» **Direction**:
Reproduce the listing below with every "Spot-check" changed to "Examine". Leave everything else as it is.

::::

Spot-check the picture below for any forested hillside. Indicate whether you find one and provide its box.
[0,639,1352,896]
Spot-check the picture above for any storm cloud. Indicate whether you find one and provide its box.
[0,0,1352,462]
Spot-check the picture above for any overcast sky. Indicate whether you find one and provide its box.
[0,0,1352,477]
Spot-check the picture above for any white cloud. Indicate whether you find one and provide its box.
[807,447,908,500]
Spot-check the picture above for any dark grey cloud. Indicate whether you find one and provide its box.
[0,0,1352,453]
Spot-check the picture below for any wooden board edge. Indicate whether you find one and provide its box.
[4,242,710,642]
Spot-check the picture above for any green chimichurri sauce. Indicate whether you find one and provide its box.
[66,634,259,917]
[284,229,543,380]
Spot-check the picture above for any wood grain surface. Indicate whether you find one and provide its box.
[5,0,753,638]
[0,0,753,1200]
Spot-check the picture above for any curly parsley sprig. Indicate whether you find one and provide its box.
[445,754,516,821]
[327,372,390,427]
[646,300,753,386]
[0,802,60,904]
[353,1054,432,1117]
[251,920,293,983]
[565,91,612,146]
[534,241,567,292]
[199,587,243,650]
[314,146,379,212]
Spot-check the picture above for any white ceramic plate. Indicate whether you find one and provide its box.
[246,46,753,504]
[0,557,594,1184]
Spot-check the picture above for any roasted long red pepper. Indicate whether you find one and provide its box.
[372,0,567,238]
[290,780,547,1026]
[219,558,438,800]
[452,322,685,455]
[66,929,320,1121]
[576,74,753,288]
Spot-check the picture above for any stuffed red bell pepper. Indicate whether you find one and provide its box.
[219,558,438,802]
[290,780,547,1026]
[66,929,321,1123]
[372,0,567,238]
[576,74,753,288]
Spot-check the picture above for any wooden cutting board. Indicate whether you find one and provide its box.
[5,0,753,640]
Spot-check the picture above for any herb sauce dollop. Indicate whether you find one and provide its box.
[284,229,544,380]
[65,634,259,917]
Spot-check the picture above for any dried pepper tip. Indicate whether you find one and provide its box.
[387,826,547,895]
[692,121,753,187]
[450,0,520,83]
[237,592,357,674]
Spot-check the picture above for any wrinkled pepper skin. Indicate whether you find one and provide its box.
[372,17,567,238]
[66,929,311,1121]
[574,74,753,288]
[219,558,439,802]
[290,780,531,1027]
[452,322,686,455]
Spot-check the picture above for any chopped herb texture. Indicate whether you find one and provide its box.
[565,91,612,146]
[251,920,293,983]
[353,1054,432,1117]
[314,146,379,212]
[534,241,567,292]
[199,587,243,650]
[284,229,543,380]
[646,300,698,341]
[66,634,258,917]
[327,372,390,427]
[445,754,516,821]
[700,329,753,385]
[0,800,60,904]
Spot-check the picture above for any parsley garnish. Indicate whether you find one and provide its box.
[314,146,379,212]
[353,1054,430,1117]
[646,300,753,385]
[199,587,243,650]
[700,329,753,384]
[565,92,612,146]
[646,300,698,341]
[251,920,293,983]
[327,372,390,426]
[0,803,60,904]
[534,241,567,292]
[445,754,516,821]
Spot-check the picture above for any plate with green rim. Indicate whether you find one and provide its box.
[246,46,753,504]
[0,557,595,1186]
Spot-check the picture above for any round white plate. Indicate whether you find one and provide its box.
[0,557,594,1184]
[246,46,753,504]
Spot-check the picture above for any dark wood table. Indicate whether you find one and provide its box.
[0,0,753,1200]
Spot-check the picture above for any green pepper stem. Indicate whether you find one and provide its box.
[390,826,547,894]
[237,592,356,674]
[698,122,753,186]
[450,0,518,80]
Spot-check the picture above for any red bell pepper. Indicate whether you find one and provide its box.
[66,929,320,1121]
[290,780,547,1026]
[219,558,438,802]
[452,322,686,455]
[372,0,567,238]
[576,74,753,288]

::::

» **Answer to the exercise**:
Examine the picture below for any forested hillside. Indicate whether you find one and provide its box.
[0,639,1352,896]
Examine the picture above for any storm cloud. Indicate whether you find one and provide its box.
[0,0,1352,462]
Examine the picture above for any overcast sky. Indicate whether you find one and provide its box.
[0,0,1352,477]
Examine the picture above for any white cloud. Indicate whether you find one and provide its box.
[807,447,908,500]
Examine the picture above for any dark grey cloud. Indicate whether you find one and provide its box.
[0,0,1352,453]
Examine the picture below for any wooden board edge. Indicate whether you find one and provide its box.
[4,242,710,642]
Examine the picture above for any green chimichurri sauce. Indicate whether you find one and provide its box.
[66,634,259,917]
[284,229,543,380]
Examine the picture above for any wood grain surface. Indicate whether you find one and provide its box.
[5,0,753,638]
[0,0,753,1200]
Examine the picture above for any curly parsley sprig. Indicate whether you find one and provide its box.
[445,754,516,821]
[327,372,390,427]
[646,300,753,386]
[0,802,60,904]
[353,1054,432,1117]
[251,920,293,983]
[565,91,612,146]
[534,241,567,292]
[199,587,243,650]
[314,146,379,212]
Examine the picture above for any white ceramic plate. Indicate whether you find one and provide its box.
[246,46,753,504]
[0,557,594,1184]
Examine the picture above for any roasted long red pepper. Indicate whether you find one and provide its box.
[372,0,567,238]
[290,780,547,1026]
[219,558,438,800]
[452,322,685,455]
[66,929,320,1121]
[576,74,753,288]
Examine the picture above for any stuffed red bell pepper. Indicate whether you find one and provide its box.
[219,558,438,802]
[290,780,547,1026]
[66,929,321,1123]
[372,0,567,238]
[576,74,753,288]
Examine the picture above for any wooden cutting board. Indicate whether you find one and provide its box.
[5,0,753,640]
Examine the picture above for any herb sauce dollop. Indicate whether you find one and provide its box.
[284,229,544,380]
[65,634,259,917]
Examine the picture above for any dried pepper tip. Indicate whether you find one and provide its box.
[387,826,547,895]
[692,121,753,187]
[450,0,520,83]
[237,592,357,674]
Examine the picture above for any wrinkled pepper skin. Indicate whether you find one and provide its box.
[372,17,567,238]
[66,929,311,1121]
[574,74,753,288]
[219,558,439,802]
[290,780,531,1027]
[452,322,686,455]
Examine the picture above for any chopped herb texture. Indicate whether you find one and provide its box.
[565,91,612,146]
[251,920,293,983]
[353,1054,432,1117]
[314,146,379,212]
[534,241,567,292]
[199,587,243,650]
[284,229,543,380]
[646,300,698,341]
[66,634,258,917]
[327,372,390,427]
[445,754,516,821]
[700,329,753,385]
[0,800,60,904]
Examine the picture above for any parsley garnish. Indicate whether you find one and provide its box.
[314,146,379,212]
[353,1054,430,1117]
[646,300,753,385]
[199,587,243,650]
[700,329,753,384]
[565,92,612,146]
[646,300,698,341]
[251,920,293,983]
[327,372,390,426]
[0,803,60,904]
[534,241,567,292]
[445,754,516,821]
Examine the picture above for any plate with green rim. Indicate whether you find one and provide its box.
[246,46,753,504]
[0,557,595,1186]
Examine the picture above for any round white plate. Indicate whether you find one and provide its box.
[0,557,594,1184]
[246,46,753,504]
Examine the picture above for any dark wood table. Indicate whether you find one and provide its box.
[0,0,753,1200]
Examine the picture above for any green pepper stem. Indicate whether you find one and provide its box.
[390,826,547,894]
[237,592,356,674]
[698,122,753,186]
[450,0,518,80]
Examine the picture above for any red bell pepper. Indicate whether you find one and provide its box.
[66,929,320,1121]
[290,780,547,1026]
[219,558,438,802]
[452,322,686,455]
[372,0,567,238]
[576,74,753,288]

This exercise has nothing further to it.